[Records]
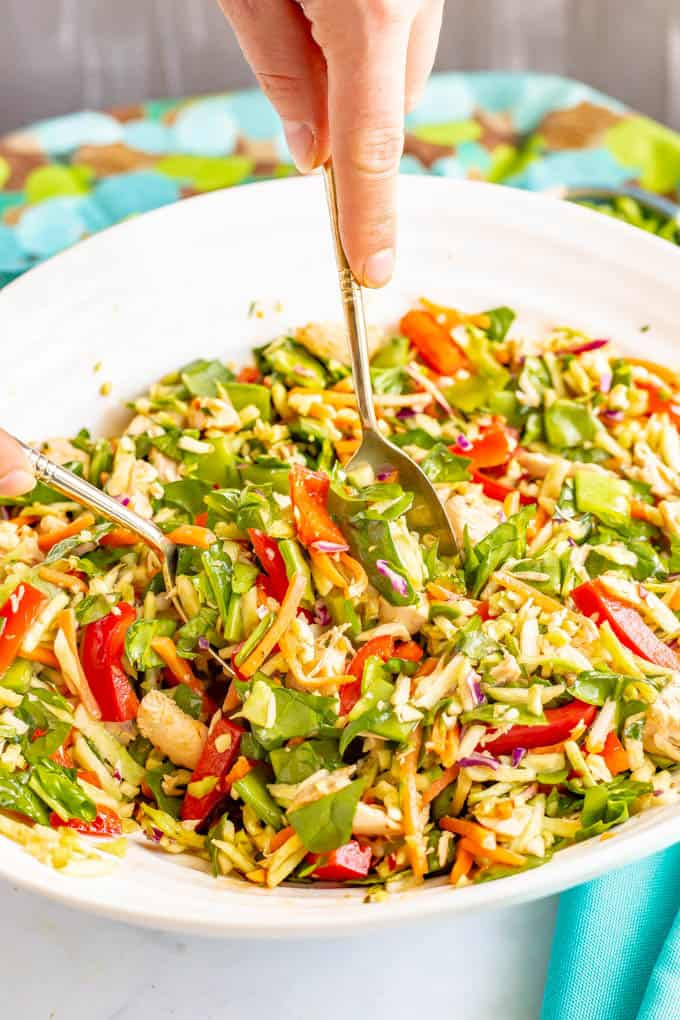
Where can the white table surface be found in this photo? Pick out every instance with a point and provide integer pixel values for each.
(58, 964)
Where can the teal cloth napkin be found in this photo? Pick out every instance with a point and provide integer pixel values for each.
(616, 951)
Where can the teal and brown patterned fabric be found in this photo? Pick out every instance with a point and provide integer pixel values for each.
(64, 179)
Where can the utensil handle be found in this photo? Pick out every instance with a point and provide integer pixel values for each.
(67, 483)
(353, 305)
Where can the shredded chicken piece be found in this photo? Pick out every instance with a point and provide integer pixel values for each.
(371, 820)
(171, 730)
(475, 512)
(410, 617)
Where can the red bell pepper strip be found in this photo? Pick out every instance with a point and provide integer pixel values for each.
(106, 822)
(267, 552)
(493, 448)
(592, 599)
(349, 862)
(410, 651)
(218, 756)
(561, 722)
(482, 608)
(433, 343)
(495, 491)
(249, 373)
(309, 493)
(350, 694)
(103, 646)
(659, 404)
(16, 616)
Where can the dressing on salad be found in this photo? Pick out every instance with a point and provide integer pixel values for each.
(394, 714)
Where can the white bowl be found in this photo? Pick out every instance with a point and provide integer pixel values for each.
(151, 294)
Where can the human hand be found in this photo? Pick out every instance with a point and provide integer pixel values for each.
(15, 474)
(341, 75)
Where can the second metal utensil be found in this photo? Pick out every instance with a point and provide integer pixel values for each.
(427, 515)
(87, 495)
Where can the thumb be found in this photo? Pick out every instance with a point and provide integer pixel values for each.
(15, 474)
(291, 69)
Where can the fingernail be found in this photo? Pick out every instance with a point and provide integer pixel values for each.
(16, 482)
(379, 267)
(302, 145)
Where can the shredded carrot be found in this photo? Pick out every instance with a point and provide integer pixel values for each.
(281, 836)
(504, 809)
(433, 342)
(62, 579)
(461, 866)
(411, 808)
(71, 667)
(240, 768)
(354, 570)
(44, 656)
(192, 534)
(51, 539)
(24, 518)
(286, 615)
(484, 837)
(615, 755)
(451, 317)
(438, 592)
(663, 371)
(337, 399)
(540, 518)
(119, 538)
(346, 449)
(499, 856)
(167, 651)
(435, 787)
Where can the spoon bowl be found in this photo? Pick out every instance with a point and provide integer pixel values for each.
(100, 503)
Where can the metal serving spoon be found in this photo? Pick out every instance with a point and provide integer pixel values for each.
(80, 491)
(427, 515)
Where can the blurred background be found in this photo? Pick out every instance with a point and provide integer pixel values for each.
(65, 55)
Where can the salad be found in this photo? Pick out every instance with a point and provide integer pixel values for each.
(386, 713)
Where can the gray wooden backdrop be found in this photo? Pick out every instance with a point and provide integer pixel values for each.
(61, 55)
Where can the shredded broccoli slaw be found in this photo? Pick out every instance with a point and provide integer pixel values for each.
(393, 714)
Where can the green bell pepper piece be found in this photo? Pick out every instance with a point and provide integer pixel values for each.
(250, 394)
(253, 791)
(603, 495)
(569, 423)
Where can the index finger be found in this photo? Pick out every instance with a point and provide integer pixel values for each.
(366, 94)
(15, 474)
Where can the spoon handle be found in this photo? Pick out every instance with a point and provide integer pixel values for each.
(69, 485)
(353, 304)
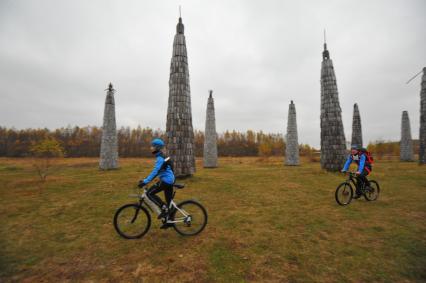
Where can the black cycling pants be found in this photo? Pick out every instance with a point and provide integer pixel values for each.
(158, 187)
(362, 178)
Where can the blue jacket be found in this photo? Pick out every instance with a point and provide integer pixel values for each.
(165, 175)
(360, 162)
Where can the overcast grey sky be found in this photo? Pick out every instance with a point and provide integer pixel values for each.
(57, 57)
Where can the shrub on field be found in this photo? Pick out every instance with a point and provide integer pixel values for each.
(44, 153)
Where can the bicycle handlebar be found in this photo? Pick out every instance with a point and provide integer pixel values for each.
(350, 173)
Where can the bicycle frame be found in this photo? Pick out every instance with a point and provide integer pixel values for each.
(143, 198)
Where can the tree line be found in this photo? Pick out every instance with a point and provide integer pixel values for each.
(85, 142)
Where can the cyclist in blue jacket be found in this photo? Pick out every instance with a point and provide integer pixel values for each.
(163, 168)
(364, 167)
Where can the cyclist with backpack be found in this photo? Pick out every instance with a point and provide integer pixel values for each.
(163, 168)
(364, 160)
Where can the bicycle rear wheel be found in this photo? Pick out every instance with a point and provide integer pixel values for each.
(132, 221)
(191, 218)
(372, 191)
(344, 194)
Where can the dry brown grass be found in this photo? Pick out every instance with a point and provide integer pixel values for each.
(267, 222)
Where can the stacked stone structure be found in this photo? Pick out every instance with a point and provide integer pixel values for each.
(180, 134)
(356, 128)
(292, 143)
(422, 134)
(109, 145)
(210, 135)
(406, 144)
(333, 143)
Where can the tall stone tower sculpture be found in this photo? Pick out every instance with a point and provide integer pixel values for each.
(333, 143)
(109, 144)
(210, 136)
(292, 144)
(422, 135)
(180, 134)
(406, 144)
(356, 128)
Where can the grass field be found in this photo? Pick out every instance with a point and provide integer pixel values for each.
(267, 222)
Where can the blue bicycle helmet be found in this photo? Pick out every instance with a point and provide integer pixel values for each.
(157, 143)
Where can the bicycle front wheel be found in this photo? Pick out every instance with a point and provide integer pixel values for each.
(190, 218)
(132, 221)
(344, 194)
(372, 191)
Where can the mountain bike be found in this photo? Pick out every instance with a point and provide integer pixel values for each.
(345, 191)
(132, 221)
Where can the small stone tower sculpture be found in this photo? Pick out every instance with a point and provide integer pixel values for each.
(109, 144)
(292, 144)
(210, 136)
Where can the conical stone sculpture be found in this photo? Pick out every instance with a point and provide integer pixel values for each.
(406, 144)
(210, 136)
(356, 128)
(180, 134)
(333, 143)
(109, 147)
(422, 134)
(292, 144)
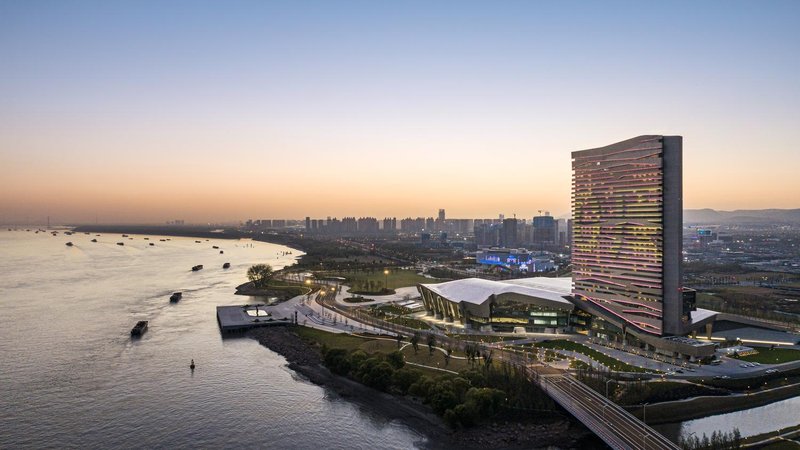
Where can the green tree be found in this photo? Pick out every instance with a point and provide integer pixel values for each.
(431, 343)
(395, 359)
(415, 342)
(337, 360)
(260, 274)
(404, 378)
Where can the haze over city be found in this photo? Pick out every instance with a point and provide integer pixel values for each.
(211, 111)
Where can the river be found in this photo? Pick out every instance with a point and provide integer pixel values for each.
(72, 377)
(750, 422)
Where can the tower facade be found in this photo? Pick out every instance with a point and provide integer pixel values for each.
(627, 232)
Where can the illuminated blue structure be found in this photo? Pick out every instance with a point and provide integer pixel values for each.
(515, 260)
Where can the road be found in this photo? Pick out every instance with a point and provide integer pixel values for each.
(617, 427)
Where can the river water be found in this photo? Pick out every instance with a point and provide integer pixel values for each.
(750, 422)
(72, 377)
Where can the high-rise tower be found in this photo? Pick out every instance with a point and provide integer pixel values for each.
(626, 252)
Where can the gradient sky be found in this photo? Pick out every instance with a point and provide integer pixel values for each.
(147, 111)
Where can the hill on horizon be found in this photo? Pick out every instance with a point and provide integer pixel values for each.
(708, 215)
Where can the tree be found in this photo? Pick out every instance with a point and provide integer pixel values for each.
(260, 274)
(415, 342)
(396, 359)
(431, 343)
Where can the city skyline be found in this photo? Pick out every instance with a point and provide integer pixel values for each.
(138, 112)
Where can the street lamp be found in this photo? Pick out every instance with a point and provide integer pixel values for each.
(608, 381)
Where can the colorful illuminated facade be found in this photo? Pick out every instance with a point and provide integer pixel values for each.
(626, 253)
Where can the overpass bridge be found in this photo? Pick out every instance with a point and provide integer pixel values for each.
(616, 426)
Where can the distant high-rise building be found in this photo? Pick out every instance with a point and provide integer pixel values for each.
(627, 236)
(389, 224)
(510, 233)
(544, 230)
(430, 224)
(367, 225)
(561, 232)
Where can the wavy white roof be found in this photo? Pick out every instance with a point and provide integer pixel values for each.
(477, 290)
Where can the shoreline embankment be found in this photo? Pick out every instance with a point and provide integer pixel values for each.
(705, 406)
(553, 432)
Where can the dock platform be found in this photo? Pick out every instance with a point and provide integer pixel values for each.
(245, 317)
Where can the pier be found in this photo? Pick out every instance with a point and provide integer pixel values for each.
(245, 317)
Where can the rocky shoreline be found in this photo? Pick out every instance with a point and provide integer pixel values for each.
(555, 433)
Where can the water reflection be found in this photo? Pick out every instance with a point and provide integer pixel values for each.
(750, 422)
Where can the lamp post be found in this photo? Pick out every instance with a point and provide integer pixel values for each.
(608, 381)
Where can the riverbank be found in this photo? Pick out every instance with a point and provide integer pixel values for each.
(552, 432)
(280, 293)
(699, 407)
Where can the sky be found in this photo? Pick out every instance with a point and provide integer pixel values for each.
(218, 111)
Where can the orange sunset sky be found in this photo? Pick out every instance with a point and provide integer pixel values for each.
(141, 112)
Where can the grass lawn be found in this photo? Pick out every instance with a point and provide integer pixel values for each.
(358, 300)
(408, 322)
(705, 406)
(333, 340)
(607, 361)
(482, 338)
(780, 444)
(772, 356)
(397, 278)
(436, 360)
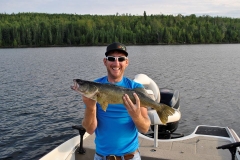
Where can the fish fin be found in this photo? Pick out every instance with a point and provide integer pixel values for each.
(164, 112)
(104, 105)
(142, 90)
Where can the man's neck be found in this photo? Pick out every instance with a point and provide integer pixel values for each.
(114, 80)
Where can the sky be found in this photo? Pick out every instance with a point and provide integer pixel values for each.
(221, 8)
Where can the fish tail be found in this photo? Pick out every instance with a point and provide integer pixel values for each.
(163, 112)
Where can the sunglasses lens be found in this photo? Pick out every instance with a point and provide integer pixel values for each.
(111, 59)
(121, 59)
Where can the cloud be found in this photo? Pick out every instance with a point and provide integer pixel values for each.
(228, 8)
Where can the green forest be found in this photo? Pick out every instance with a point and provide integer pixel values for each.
(42, 29)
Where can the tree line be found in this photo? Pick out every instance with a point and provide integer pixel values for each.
(41, 29)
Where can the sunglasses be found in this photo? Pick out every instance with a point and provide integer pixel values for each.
(112, 59)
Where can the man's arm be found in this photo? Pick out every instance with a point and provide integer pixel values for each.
(89, 121)
(139, 114)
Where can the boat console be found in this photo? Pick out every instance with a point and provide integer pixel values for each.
(166, 96)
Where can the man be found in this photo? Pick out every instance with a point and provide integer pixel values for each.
(116, 129)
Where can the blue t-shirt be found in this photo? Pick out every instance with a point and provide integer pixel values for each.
(116, 133)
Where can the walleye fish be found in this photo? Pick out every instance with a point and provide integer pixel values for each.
(106, 94)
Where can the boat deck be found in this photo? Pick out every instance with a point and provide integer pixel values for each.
(199, 147)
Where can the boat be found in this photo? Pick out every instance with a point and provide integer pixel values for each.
(161, 142)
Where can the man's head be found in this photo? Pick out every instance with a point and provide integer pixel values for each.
(116, 61)
(116, 47)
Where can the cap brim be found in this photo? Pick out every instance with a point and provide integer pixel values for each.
(124, 52)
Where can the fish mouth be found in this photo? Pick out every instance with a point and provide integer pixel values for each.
(75, 86)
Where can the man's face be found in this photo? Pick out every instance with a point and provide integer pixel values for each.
(115, 68)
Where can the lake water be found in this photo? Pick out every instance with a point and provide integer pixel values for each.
(38, 107)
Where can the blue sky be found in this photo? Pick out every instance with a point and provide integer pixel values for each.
(223, 8)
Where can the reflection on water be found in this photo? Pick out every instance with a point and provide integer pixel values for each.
(38, 107)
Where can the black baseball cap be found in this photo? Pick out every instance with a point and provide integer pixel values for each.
(116, 47)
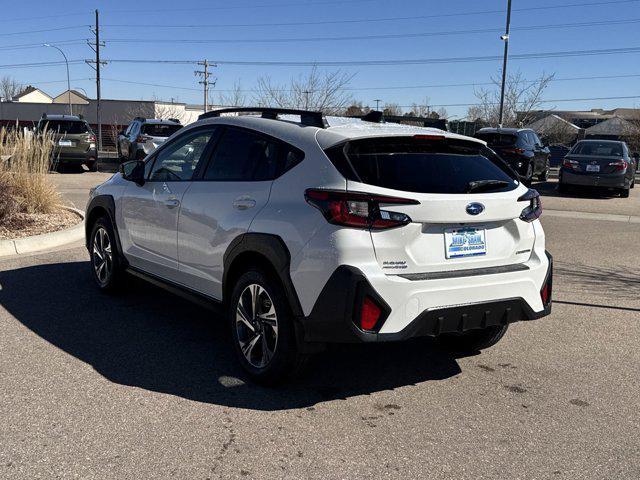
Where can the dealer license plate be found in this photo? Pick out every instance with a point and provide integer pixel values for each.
(465, 242)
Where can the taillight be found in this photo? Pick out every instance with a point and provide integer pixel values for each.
(369, 314)
(619, 165)
(568, 163)
(534, 210)
(358, 210)
(514, 150)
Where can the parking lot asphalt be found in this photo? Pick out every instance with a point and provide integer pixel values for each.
(144, 385)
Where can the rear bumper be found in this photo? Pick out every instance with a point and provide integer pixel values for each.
(333, 316)
(593, 180)
(76, 157)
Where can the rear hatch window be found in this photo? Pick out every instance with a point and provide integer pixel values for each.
(413, 164)
(598, 149)
(67, 127)
(494, 139)
(160, 129)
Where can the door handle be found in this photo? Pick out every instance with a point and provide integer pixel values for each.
(172, 202)
(244, 203)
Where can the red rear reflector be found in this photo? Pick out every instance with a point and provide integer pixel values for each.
(429, 137)
(545, 294)
(369, 315)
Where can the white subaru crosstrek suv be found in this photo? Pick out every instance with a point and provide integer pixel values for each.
(308, 230)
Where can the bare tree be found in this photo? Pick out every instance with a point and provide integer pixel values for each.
(442, 113)
(392, 109)
(325, 92)
(234, 98)
(421, 109)
(521, 98)
(9, 87)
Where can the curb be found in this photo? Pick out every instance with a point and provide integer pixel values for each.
(45, 241)
(592, 216)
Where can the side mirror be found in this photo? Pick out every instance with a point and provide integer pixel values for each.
(133, 171)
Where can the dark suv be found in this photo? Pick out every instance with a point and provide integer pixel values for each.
(74, 141)
(521, 149)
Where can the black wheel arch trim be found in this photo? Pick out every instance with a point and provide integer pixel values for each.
(108, 204)
(271, 247)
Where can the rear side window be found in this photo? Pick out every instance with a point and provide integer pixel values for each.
(602, 149)
(242, 155)
(160, 129)
(498, 139)
(70, 127)
(425, 166)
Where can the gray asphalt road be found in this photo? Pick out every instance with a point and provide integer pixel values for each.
(144, 385)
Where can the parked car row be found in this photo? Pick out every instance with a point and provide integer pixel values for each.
(595, 163)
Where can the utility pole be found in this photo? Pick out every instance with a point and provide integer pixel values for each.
(306, 99)
(205, 73)
(505, 39)
(95, 64)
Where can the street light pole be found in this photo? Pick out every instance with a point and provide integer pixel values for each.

:: STATED GOAL ::
Print from the line containing "Where can the curb" to the last line above, exactly as written.

:: RESULT BELOW ::
Where can the curb be found in this photo? Pick out every instance with a point and provide integer pixel values for each.
(45, 241)
(592, 216)
Where can the side mirror be found in this photo? Pick out every instance with a point and provide integer pixel values for each.
(133, 171)
Where can the dark suv be found in this photo? Pick out every instance with a point and provide integer pixel values for each.
(74, 141)
(521, 149)
Where can the black wheel arch trim be found in this photo? Pick out every instance with a point and provide integer pixel values for each.
(108, 204)
(271, 247)
Where can the rear side window be found in this photo? Pick out every instance with a point and provide integer pixel values for each.
(602, 149)
(242, 155)
(160, 129)
(498, 139)
(70, 127)
(425, 166)
Where can the gray asphalt road be found in this photo? Pick out every instance with a point and provide integer pixel values for each.
(144, 385)
Where can the parked car row be found in this photo? Pick out every instance with a point and provide integer pixel values for each.
(595, 163)
Where can the utility pole be found in this photo? Pick out every instance with a point and provide integer pixel values for each.
(306, 99)
(205, 73)
(505, 39)
(95, 64)
Where can the street light pole be found in this photo? Pick out every instance with a point and provide integer pixel values for each.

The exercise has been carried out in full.